REQUIREMENT: Each entry below should be echoed exactly, with pictures omitted.

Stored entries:
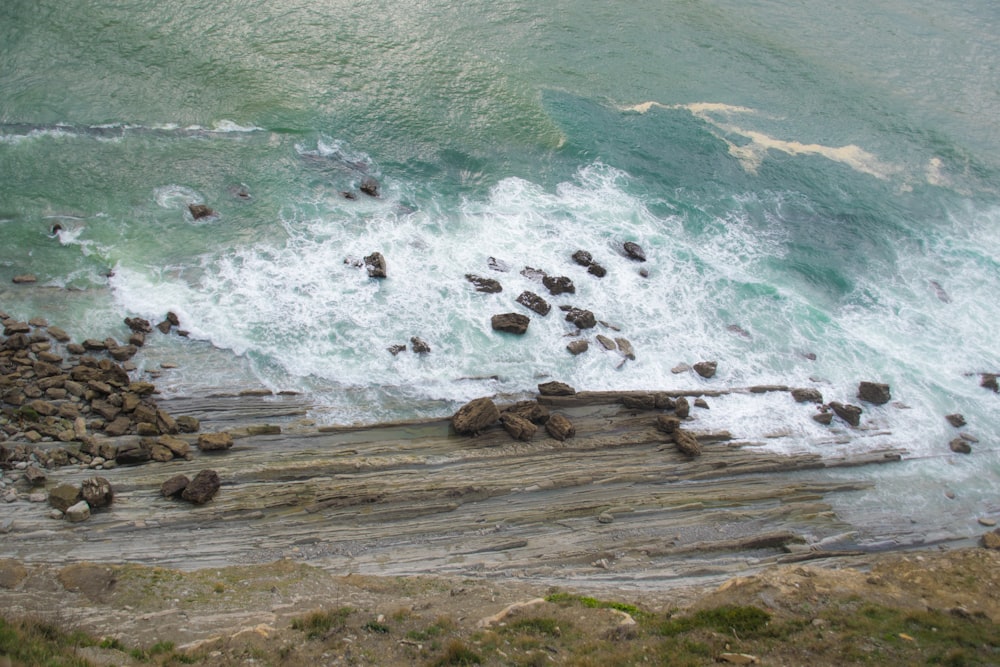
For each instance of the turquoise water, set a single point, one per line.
(815, 186)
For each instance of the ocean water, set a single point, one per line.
(816, 188)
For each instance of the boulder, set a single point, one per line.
(533, 411)
(634, 251)
(849, 413)
(518, 427)
(487, 285)
(78, 512)
(559, 285)
(174, 486)
(807, 395)
(199, 211)
(559, 427)
(706, 369)
(514, 323)
(202, 488)
(687, 443)
(132, 452)
(874, 392)
(97, 492)
(625, 347)
(532, 301)
(582, 319)
(369, 186)
(375, 264)
(215, 442)
(474, 416)
(64, 496)
(960, 446)
(554, 388)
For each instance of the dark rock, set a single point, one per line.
(633, 251)
(559, 285)
(174, 486)
(419, 345)
(687, 443)
(559, 427)
(960, 446)
(519, 428)
(369, 186)
(474, 416)
(668, 423)
(132, 453)
(199, 211)
(873, 392)
(625, 347)
(849, 413)
(807, 395)
(138, 325)
(824, 418)
(215, 442)
(532, 301)
(487, 285)
(956, 420)
(375, 263)
(554, 388)
(514, 323)
(640, 402)
(498, 265)
(202, 488)
(706, 369)
(582, 319)
(97, 492)
(64, 496)
(533, 411)
(682, 408)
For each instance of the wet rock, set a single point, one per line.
(487, 285)
(532, 301)
(375, 263)
(97, 492)
(555, 388)
(956, 420)
(174, 486)
(559, 285)
(78, 512)
(560, 427)
(706, 369)
(634, 251)
(849, 413)
(807, 395)
(475, 416)
(202, 488)
(64, 496)
(199, 211)
(960, 446)
(215, 442)
(874, 392)
(687, 443)
(369, 186)
(514, 323)
(581, 319)
(518, 427)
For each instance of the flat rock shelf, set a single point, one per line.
(616, 505)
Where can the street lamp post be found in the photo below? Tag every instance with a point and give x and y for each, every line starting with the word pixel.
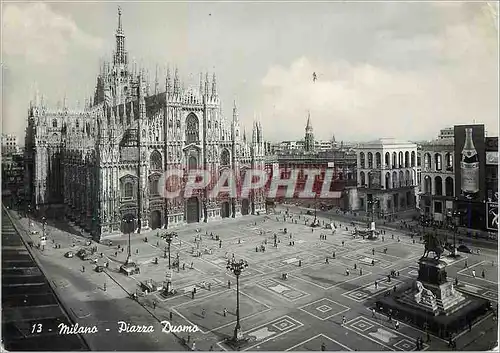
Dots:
pixel 236 267
pixel 456 214
pixel 29 218
pixel 128 221
pixel 168 238
pixel 44 222
pixel 372 204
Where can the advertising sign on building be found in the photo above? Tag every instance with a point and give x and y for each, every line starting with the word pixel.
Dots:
pixel 491 158
pixel 492 216
pixel 469 162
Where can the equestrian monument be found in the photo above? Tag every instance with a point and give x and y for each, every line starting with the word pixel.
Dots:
pixel 432 302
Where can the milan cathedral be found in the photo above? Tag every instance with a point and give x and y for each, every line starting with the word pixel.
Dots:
pixel 102 164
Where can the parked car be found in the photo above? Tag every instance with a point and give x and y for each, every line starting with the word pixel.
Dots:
pixel 83 254
pixel 463 248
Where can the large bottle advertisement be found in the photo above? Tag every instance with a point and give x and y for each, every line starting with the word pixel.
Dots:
pixel 469 162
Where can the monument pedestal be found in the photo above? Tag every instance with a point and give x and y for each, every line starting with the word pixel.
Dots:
pixel 433 303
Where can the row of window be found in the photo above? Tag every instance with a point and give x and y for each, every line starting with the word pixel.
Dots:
pixel 438 186
pixel 156 160
pixel 398 160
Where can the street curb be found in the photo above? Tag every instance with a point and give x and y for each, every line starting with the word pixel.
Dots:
pixel 181 339
pixel 68 312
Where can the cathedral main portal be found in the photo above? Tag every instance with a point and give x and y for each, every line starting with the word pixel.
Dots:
pixel 155 219
pixel 245 207
pixel 225 210
pixel 192 210
pixel 128 224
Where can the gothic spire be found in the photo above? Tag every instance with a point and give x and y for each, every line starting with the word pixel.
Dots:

SOLUTION BELOW:
For each instance of the turquoise water, set a single point, one per line.
(815, 186)
For each instance of the ocean water, set a single point, one per line.
(816, 188)
For each instance of the boulder, set a single point, one per line.
(533, 411)
(634, 251)
(849, 413)
(518, 427)
(487, 285)
(78, 512)
(559, 285)
(174, 486)
(807, 395)
(199, 211)
(559, 427)
(706, 369)
(514, 323)
(202, 488)
(687, 443)
(132, 452)
(874, 392)
(97, 492)
(625, 347)
(532, 301)
(582, 319)
(369, 186)
(375, 264)
(215, 442)
(474, 416)
(64, 496)
(960, 446)
(554, 388)
For each instance of the dark rock, set a single point, one per line.
(633, 251)
(559, 285)
(174, 486)
(419, 345)
(687, 443)
(559, 427)
(960, 446)
(519, 428)
(369, 186)
(474, 416)
(668, 423)
(132, 453)
(199, 211)
(873, 392)
(625, 347)
(849, 413)
(807, 395)
(138, 325)
(824, 418)
(215, 442)
(532, 301)
(487, 285)
(956, 420)
(375, 263)
(554, 388)
(514, 323)
(640, 402)
(498, 265)
(202, 488)
(706, 369)
(582, 319)
(97, 492)
(64, 496)
(533, 411)
(682, 408)
For each instance of the wet rock, set a single point, one per line.
(487, 285)
(532, 301)
(375, 263)
(97, 492)
(555, 388)
(956, 420)
(174, 486)
(559, 285)
(78, 512)
(560, 427)
(706, 369)
(634, 251)
(849, 413)
(807, 395)
(475, 416)
(202, 488)
(64, 496)
(199, 211)
(960, 446)
(215, 442)
(874, 392)
(687, 443)
(369, 186)
(514, 323)
(581, 319)
(518, 427)
For each instance of the flat rock shelf, set a single point, one per line.
(616, 505)
Where can the street lamp post be found in the photo below? Tag every instance with a point and give x and y for each, every line starting with the word pixel.
Dots:
pixel 236 267
pixel 456 214
pixel 29 218
pixel 128 221
pixel 168 238
pixel 44 222
pixel 372 204
Where can the advertising sign on building be found in the photo above? Tag every instance with a point and give x and y for each, every line starting with the word pixel.
Dots:
pixel 491 158
pixel 492 216
pixel 469 162
Where can the equestrian monument be found in the photo above? Tag every instance with a point and give x and y for each, every line starting with the word pixel.
Dots:
pixel 432 302
Where can the milan cathedral be found in the photo above? Tag every instance with a point and give x and y for each, every line starting with the word pixel.
Dots:
pixel 102 164
Where can the parked car be found in the photo above? Tag every instance with a point and give x and y for each, every line starting with the word pixel.
Dots:
pixel 83 254
pixel 463 248
Where can the large bottle advertisement be found in the photo above? Tag every instance with a point and give x and y for each, every line starting with the word pixel.
Dots:
pixel 469 162
Where can the monument pedestal be found in the photo above? Tag every instance with a point and give x and y for each, every line starting with the word pixel.
Dots:
pixel 433 303
Where can the row of window be found in the photo above? Tag every instance with a point and give x and y for each, every line starting with the word pixel.
Dots:
pixel 438 186
pixel 156 160
pixel 398 160
Where can the street curb be found in the photo above? Tag every instance with a point and give x and y for each, every line starting with the word pixel.
Dots:
pixel 181 339
pixel 68 312
Where can the cathedral main portal be found in the photo above? Tag every instance with a point and give x and y for each, every line starting with the word pixel.
Dots:
pixel 155 219
pixel 245 207
pixel 225 210
pixel 192 210
pixel 128 224
Where can the gothic spire be found in the photo above? Tag every instance with a point and give x and y for each, every line starting with the word pixel.
Dots:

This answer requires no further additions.